▸ EXTRACTED TEXT:
::::

Friday, March 22, 2013

Connor's First Few Days

The day my son was born was both the most amazing day and one of the worst days I’ve ever had. When they placed Connor in my arms, the feeling was indescribable. I know it’s a cliché but it’s so true. I don’t think I could ever love another person the way I love my child.

While they were sewing me up, the nurses and pediatrician brought Connor to a crib so they could do an initial assessment on him. This checks his blood sugar, Apgar score, etc. As with most diabetic mothers, the baby typically has a low blood sugar when born as their pancreas is overdrive from trying to process the high blood sugar of the mother. I don’t think I mentioned this in my last post but while waiting for my C-section, the hospital policy is to take me off of my insulin pump and put me on a solution of glucose and one of insulin through my IV. This is not effective at all. It probably wouldn’t have been bad if I would have had my C-section earlier in the day. Unfortunately I kept getting bumped by emergencies which caused me to be on these solutions for 12 hours. As a result my blood sugar was horrible by the time Connor was born. This caused his blood sugar to go extremely low. I found this out later that he should have been taken directly to the NICU.
After the C-section was complete, they rolled us into a waiting area so they could monitor me while I got back feeling in my upper body. I was able to have Connor lay on top of me skin to skin and enjoy being with him and my husband. As he was my first I was so unsure of what to do with him and so overwhelmed with everything that had happened that day. After about an hour, they moved us up to the maternity ward. As soon as we got there, the nurses did another assessment on him and found that his blood sugar had dipped even lower. They informed me that they needed to bring him to the NICU until his blood sugars moved up to an acceptable level.

::::

Stored data entries:
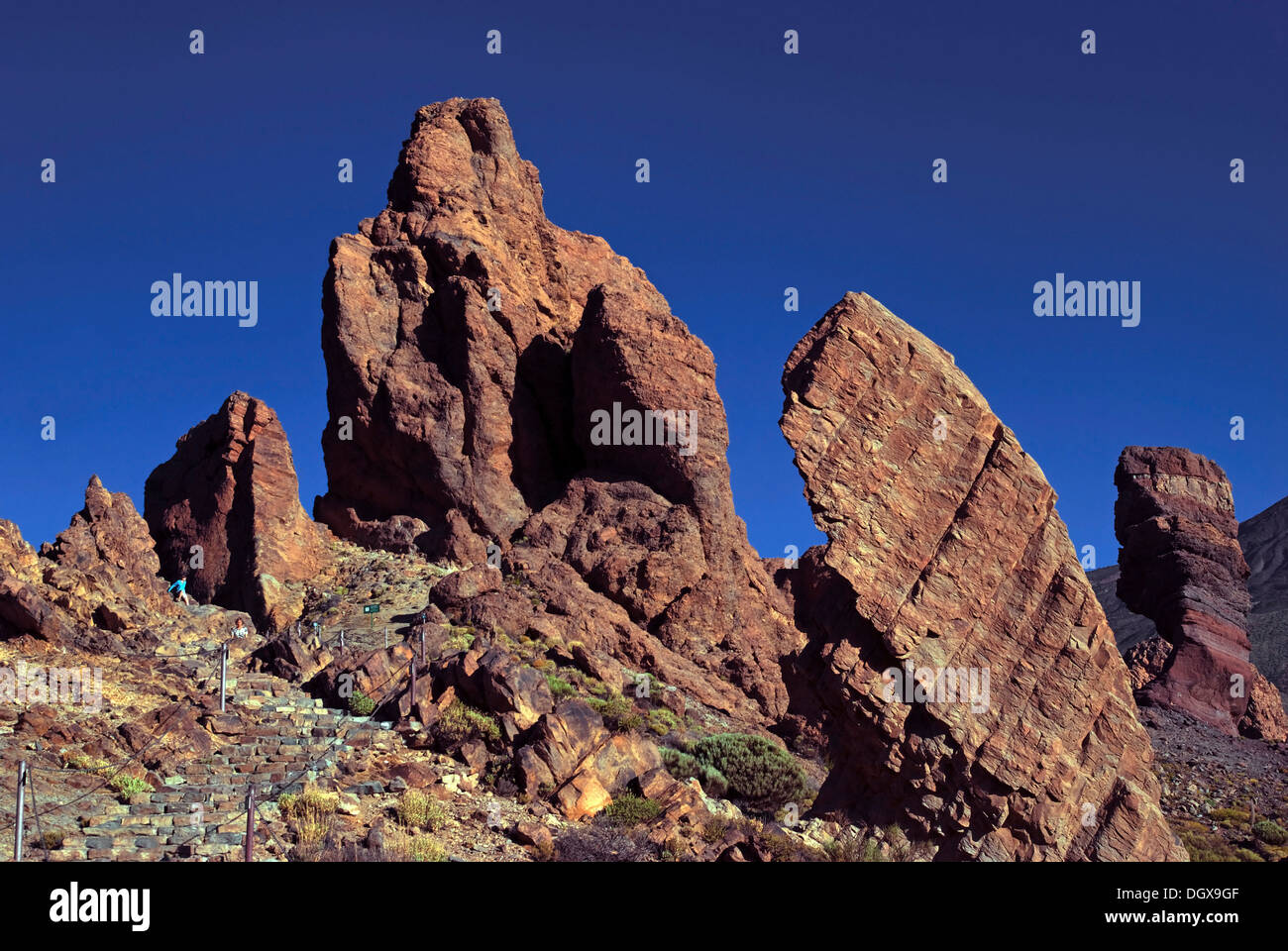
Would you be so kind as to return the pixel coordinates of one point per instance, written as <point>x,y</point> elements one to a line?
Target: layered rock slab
<point>945,555</point>
<point>469,347</point>
<point>95,586</point>
<point>1181,566</point>
<point>231,488</point>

::::

▸ STUDY QUESTIONS:
A: In the blog post about Connor's first days, how long was the writer kept on the glucose and insulin solutions before the C-section?
B: According to the blog post about Connor's first days, why did Connor's blood sugar drop so low after birth?
C: Write what comes next in the blog post about Connor's first days, continuing on from its final sentence.
These data entries come from a different source than the blog post.

▸ RESULTS FOR EACH TASK:
A: 12 hours.

B: Emergencies kept bumping the C-section, so the writer spent 12 hours on the ineffective glucose and insulin IV solutions, and their blood sugar was horrible by the time Connor was born. A diabetic mother's baby usually has low blood sugar at birth because the baby's pancreas is in overdrive processing the mother's high blood sugar. The writer's poor levels made Connor's go extremely low.

C:
I made sure that my husband went with Connor to the NICU so that he wouldn’t be alone. While they were gone, I had the nurses turn off the insulin and glucose solution so I could get my pump going again. While pregnant, I had been placed in the pregnancy clinic at the diabetic centre. This meant that I saw all different endocrinologists, nurses, and dieticians more frequently. One of the endocrinologists had written orders for what my new pump stats should be. Unfortunately she didn’t know what my settings were before I got pregnant and didn’t bother to look. As soon as I saw the orders, I started arguing with the nurses. They told me I had to follow the orders exactly. I didn’t agree so did what I wanted as none of them would even know as they had never worked with a pump before. It’s crazy how within hours of giving birth, my blood sugars and insulin sensitivity were almost back to pre-pregnancy levels.
Once I had secretly won that argument, I started working on when I would get to see my son. It was very important for me to breastfeed and I wanted to get started right away. Unfortunately (again) they wouldn’t let me go over there until I could walk to the bathroom and go pee. It took me until the next morning. I had sent my husband home once he had seen Connor settled in the NICU so he could get some rest but as soon as he came the next morning, I had him help me to the bathroom and then he wheeled me to the NICU.

I spent all day there except when they made me go eat. Due to Connor’s low blood sugar, he was extremely sleepy and not interested in eating. This made it extremely difficult for breastfeeding. He wasn’t even interested in feeding from a bottle. This then started a cycle ‘cause if he didn’t eat, his blood sugar wouldn’t go up. If he had a low blood sugar, he was sleepy and wouldn’t eat. It took three days before his blood sugar finally stayed at the right level.